**Your instructions:** Find each line in the entries below that contains the word "green" and copy those lines out in full.

**Dataset content:**
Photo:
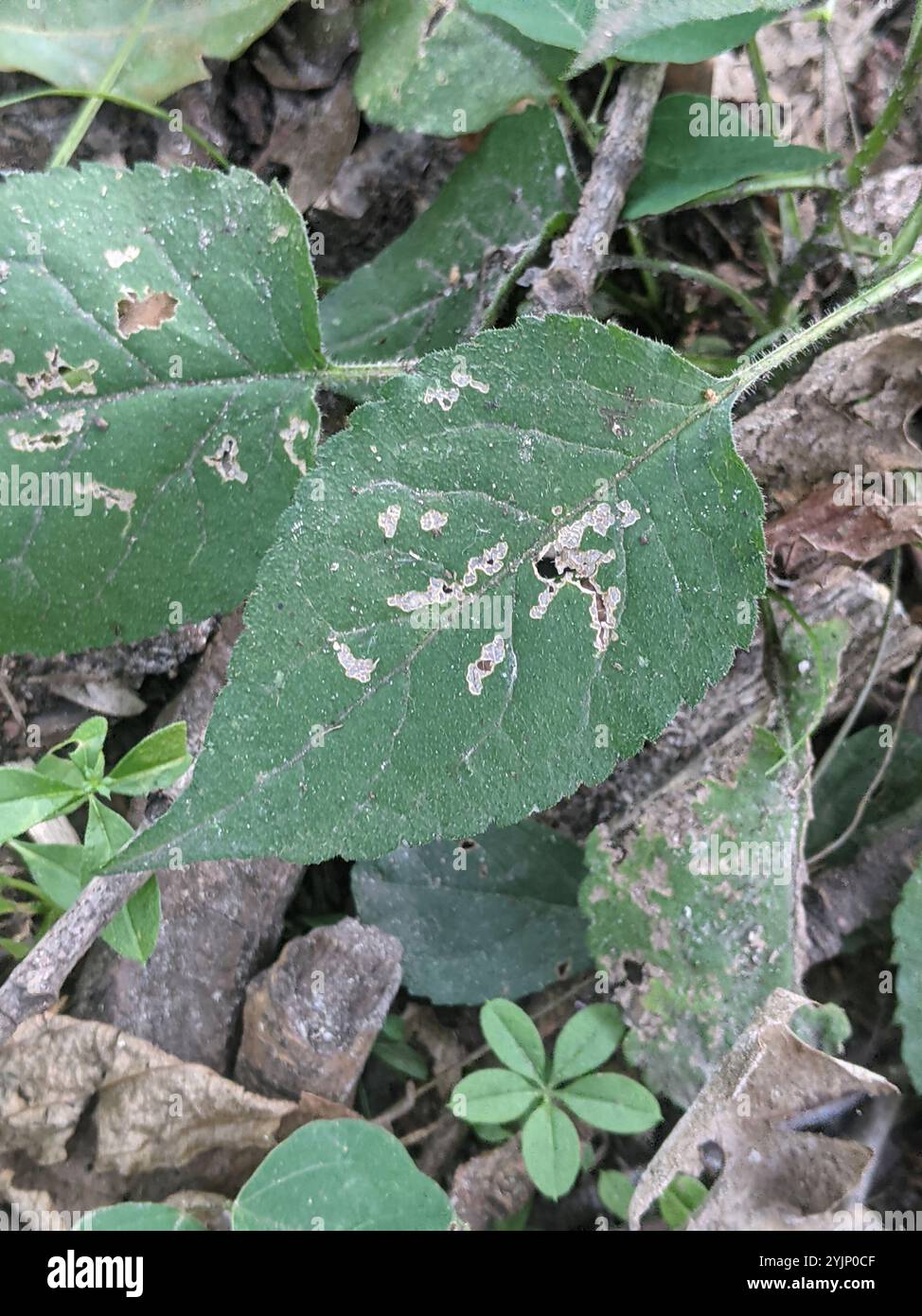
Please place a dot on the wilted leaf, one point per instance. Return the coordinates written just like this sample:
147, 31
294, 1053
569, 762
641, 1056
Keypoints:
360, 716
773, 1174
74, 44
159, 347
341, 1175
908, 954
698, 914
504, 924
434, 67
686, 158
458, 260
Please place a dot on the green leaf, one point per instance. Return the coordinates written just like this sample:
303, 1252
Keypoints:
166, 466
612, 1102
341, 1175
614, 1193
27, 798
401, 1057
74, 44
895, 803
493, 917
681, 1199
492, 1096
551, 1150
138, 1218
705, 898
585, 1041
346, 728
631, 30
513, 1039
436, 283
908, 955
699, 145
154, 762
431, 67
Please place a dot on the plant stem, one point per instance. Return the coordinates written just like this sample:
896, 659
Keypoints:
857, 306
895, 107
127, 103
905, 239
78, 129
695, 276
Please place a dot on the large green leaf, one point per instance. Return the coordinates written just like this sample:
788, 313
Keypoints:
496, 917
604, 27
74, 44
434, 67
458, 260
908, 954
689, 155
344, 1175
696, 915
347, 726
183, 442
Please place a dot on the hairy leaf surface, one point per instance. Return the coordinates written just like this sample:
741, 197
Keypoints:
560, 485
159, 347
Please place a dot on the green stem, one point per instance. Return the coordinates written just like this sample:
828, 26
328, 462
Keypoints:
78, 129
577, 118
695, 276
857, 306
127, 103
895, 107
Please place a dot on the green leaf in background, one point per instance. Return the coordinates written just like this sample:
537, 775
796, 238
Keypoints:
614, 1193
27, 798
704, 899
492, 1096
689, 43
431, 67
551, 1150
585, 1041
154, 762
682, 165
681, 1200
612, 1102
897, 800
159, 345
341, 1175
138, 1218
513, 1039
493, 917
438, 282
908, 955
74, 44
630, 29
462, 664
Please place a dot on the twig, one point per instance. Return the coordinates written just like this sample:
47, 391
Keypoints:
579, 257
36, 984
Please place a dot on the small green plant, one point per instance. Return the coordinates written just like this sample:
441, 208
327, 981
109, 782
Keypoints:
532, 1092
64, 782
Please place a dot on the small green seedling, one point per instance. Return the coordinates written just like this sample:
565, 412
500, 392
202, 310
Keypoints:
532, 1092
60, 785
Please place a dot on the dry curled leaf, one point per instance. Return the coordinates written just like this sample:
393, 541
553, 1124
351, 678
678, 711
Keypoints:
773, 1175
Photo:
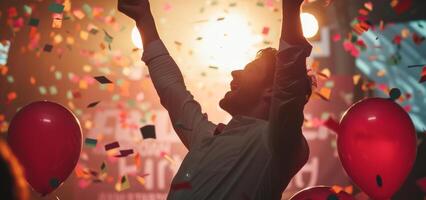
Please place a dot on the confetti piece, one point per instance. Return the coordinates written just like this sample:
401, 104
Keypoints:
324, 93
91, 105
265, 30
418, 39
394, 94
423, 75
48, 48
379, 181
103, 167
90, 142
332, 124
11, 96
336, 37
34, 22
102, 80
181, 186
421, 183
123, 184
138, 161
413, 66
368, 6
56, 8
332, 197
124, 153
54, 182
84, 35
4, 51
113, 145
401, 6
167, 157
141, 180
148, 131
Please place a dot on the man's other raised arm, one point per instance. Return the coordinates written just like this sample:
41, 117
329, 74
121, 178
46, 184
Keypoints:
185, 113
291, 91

==

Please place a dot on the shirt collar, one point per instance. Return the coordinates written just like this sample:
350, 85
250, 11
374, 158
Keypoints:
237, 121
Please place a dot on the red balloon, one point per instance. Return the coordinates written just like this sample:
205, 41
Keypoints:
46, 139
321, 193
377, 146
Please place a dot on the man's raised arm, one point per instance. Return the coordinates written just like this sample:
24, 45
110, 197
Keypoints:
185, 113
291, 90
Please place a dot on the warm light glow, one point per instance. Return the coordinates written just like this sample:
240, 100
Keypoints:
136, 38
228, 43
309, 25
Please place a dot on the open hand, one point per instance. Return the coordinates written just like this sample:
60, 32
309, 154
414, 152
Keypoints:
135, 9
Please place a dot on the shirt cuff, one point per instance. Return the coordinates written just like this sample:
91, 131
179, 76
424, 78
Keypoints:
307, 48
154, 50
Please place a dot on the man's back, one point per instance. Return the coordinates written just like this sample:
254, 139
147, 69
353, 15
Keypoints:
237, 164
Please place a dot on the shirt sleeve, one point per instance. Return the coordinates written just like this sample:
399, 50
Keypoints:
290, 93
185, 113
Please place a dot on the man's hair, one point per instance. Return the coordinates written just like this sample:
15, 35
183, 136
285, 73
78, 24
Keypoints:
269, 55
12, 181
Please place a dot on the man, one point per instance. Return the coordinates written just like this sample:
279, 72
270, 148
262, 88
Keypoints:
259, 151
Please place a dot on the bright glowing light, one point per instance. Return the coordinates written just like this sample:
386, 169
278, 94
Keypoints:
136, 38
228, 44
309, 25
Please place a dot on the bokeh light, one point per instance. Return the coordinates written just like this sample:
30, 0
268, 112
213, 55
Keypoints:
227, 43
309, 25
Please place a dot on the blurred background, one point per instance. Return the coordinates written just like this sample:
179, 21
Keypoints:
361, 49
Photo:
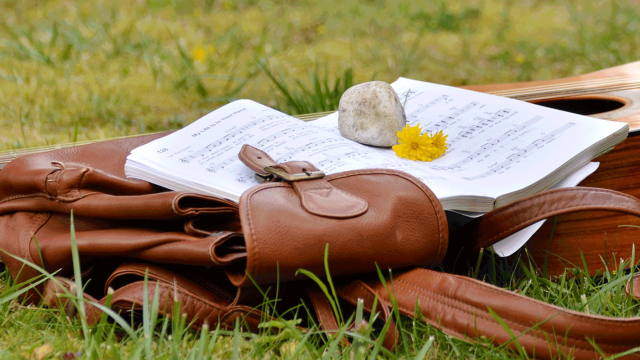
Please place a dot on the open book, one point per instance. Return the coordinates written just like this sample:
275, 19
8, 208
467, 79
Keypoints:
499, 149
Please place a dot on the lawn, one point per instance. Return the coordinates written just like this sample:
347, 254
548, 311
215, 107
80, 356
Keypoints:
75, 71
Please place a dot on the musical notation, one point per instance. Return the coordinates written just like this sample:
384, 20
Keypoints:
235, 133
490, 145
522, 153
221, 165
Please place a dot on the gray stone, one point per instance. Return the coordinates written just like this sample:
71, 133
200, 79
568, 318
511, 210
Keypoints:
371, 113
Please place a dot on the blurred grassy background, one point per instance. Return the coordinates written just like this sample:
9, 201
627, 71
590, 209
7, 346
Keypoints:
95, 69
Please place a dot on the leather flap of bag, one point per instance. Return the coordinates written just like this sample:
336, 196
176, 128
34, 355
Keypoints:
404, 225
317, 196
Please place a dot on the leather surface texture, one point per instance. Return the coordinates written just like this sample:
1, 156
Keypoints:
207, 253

**Output of the exercise:**
Please place a dot on the green leaf, one point per instance. Return the coordinates written just like this sample:
Please place a dot on the large green leaf, one point per instance. Return the coordinates written just like this sample:
Please place a dot on the green stem, one point per instance. Return the coordinates written just like this sample:
Please place a dot on the green leaf in background, one point per instance. Return the coordinates written just like this sample:
Please place a dot on the small green plant, one point per instance. Return the coordinates written just like this sample:
Please place a dot on the small green seedling, one point per instance. Return the coordinates written just like this sample:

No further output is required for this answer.